● **Exercise directions**:
Can you continue the news report on Qantas's annual profit fall from the point where it stops?

● **Passage provided**:

August 21, 2019 / 11:16 PM / a month ago

UPDATE 2-Qantas posts 17% fall in profit but shares up as buyback announced

* Underlying pre-tax earnings decline 17% to A$1.36 bln

* Announces A$400 mln buyback, increases dividend

* Shares up 4.5% as investors welcome capital management

* CEO declines to provide revenue outlook (Recasts, adds CEO, analyst comments)

By Jamie Freed and Nikhil Nainan

Aug 22 (Reuters) - Australia’s Qantas Airways Ltd posted a 17% fall in annual net profit, driven by fuel costs and a weaker Australian dollar, but cheered investors with a A$400 million share buyback and higher dividend.

Qantas also said it would keep capacity flat in line with demand in a sluggish Australian economy.

“Looking ahead we are feeling very confident about this financial year,” Chief Executive Alan Joyce said.

Underlying pretax profit, the airline’s most closely watched measure, was A$1.30 billion ($881.66 million) for the year ended June 30, down from A$1.57 billion.

That was below a consensus estimate of A$1.36 billion, according to Refinitiv data, but investors were forgiving of the shortfall that was largely due to a one-off non-cash provision for items including employee leave provisions.

Revenue at the airline, which celebrates its 100th anniversary next year, rose 5% to A$17.97 billion. It plans to buy back up 79.7 million shares in an off-market tender and declared a fully-franked final dividend of 13 Australian cents per share, up from 10 cents.

● **Supplied material**:
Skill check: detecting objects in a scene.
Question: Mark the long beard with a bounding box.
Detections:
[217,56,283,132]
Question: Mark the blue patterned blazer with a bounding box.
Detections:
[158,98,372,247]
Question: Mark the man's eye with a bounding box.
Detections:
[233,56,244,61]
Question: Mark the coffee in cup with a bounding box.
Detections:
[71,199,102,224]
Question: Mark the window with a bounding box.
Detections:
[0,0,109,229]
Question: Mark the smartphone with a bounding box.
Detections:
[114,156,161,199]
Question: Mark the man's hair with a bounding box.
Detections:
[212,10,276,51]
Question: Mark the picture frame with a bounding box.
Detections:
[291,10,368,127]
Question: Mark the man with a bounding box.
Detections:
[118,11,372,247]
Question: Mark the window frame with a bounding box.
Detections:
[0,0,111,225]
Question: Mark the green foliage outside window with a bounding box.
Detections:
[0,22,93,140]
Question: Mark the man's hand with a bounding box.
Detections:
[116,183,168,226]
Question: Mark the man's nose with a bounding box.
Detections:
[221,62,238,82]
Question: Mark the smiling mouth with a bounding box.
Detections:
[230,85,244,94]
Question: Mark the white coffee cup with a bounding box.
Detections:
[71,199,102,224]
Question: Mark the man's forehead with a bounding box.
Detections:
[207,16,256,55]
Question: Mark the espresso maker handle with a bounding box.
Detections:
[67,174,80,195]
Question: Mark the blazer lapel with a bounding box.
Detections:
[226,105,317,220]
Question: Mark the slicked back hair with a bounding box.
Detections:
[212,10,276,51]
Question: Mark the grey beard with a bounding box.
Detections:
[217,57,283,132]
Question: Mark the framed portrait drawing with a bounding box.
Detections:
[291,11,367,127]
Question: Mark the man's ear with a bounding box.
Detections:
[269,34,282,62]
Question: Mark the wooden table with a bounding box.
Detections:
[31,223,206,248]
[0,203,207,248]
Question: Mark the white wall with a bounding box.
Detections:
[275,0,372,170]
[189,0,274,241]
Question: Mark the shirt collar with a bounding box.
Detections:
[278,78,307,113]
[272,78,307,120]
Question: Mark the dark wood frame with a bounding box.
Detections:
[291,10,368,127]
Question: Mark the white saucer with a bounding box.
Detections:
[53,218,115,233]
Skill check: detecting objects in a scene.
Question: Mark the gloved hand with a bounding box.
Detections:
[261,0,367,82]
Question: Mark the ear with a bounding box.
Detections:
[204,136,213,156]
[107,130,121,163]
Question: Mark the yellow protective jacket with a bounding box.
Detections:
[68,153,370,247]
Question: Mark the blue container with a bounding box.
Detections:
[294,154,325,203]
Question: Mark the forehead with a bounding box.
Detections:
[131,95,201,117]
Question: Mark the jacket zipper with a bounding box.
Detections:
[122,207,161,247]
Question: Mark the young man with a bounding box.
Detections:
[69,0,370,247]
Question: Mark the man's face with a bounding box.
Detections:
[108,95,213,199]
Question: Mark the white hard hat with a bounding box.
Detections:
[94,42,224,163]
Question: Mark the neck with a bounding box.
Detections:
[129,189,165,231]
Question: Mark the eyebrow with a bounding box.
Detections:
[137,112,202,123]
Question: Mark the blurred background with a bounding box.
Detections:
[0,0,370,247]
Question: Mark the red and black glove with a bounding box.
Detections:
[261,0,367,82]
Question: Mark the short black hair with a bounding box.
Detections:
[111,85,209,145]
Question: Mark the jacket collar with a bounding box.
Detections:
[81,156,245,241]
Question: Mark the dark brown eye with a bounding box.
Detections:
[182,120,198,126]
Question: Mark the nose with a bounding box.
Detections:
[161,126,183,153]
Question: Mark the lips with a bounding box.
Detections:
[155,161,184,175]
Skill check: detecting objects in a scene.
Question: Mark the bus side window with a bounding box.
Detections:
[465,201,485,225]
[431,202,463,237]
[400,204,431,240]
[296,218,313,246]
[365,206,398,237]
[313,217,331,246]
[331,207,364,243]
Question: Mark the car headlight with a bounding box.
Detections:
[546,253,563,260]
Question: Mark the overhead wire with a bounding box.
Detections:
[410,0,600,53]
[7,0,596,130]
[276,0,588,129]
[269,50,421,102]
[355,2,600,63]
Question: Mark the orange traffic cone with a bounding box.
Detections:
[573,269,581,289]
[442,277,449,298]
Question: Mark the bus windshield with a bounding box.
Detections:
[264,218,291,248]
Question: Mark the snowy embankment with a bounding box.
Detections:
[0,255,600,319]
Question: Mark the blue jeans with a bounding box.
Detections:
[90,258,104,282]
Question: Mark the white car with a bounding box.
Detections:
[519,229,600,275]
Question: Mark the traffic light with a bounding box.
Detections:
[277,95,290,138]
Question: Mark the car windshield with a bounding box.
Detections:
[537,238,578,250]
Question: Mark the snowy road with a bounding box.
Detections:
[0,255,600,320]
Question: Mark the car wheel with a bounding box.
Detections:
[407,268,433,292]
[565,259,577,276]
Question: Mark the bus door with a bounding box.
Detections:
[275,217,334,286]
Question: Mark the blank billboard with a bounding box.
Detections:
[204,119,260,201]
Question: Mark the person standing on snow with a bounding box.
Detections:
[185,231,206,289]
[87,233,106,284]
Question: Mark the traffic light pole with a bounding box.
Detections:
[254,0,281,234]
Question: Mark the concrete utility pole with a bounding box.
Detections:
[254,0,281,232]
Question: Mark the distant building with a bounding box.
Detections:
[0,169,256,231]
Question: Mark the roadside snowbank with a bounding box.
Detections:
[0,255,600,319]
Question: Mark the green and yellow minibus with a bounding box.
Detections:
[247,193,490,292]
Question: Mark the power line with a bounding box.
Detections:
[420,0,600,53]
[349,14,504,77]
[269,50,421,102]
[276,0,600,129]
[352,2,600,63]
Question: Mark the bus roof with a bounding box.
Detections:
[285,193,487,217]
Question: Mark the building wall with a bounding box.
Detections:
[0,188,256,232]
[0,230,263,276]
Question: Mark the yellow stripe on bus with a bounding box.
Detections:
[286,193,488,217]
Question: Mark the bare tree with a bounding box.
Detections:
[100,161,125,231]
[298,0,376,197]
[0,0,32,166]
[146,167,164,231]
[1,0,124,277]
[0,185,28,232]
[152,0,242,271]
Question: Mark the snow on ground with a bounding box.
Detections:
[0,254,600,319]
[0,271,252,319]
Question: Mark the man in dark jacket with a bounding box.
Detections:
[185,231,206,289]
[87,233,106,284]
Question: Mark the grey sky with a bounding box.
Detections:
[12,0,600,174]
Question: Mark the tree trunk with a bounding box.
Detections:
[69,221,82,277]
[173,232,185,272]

● **Response to this exercise**:
Qantas shares were up 4.5% in midday trade. The stock has outperformed those of peers Air New Zealand, Virgin Australia Holdings, Cathay Pacific Airways Ltd and Singapore Airlines Ltd over the year-to-date.

Air New Zealand earlier on Wednesday reported a steeper 31% decline in pre-tax profit to NZ$374 million, hurt by higher fuel costs, weaker travel demand and engine issues.

Qantas’ fuel costs rose 19% and are forecast to rise by another A$100 million in the current financial year, for which it is already fully hedged.

“It’s a mixed bag, but there are certainly some reasons to be cheerful,” said Damian Rooney, director of equity sales at Argonaut.

“With a good hedging structure and an improvement in the Aussie dollar they will be able to improve,” Rooney added. “A buyback shows that they have a reasonably robust outlook, and it shows good capital management.”


International airlines have cut capacity to Australia for the first time in a decade as the weaker currency makes it a less attractive market. The domestic economy is expanding at its weakest pace since the global financial crisis.

Joyce said the airline was seeing weakness in the price-sensitive domestic leisure market served by budget carrier Jetstar, but premium leisure demand and corporate demand remained steady.

Joyce bucked recent practice and declined to provide investors with guidance on forward bookings.

“We don’t go into that level of detail,” he told reporters. “What we are doing is very much focused on managing capacity. The capacity settings we think are in balance.”

Qantas’ overall capacity is expected to rise 1% in the current first half - flat to slightly down in domestic and rising 1.5% in international.

Qantas bookings to Hong Kong have fallen 10% following anti-government protests and the airline plans to cut capacity by 7% over the next few months, Joyce said.

Qantas said it expected to make a final decision on whether to order planes capable of 21-hour non-stop Sydney-London flights by the end of the year. ($1 = 1.4745 Australian dollars) (Reporting by Jamie Freed in Singapore and Nikhil Kurian Nainan in Bengaluru; Editing Jane Wardell)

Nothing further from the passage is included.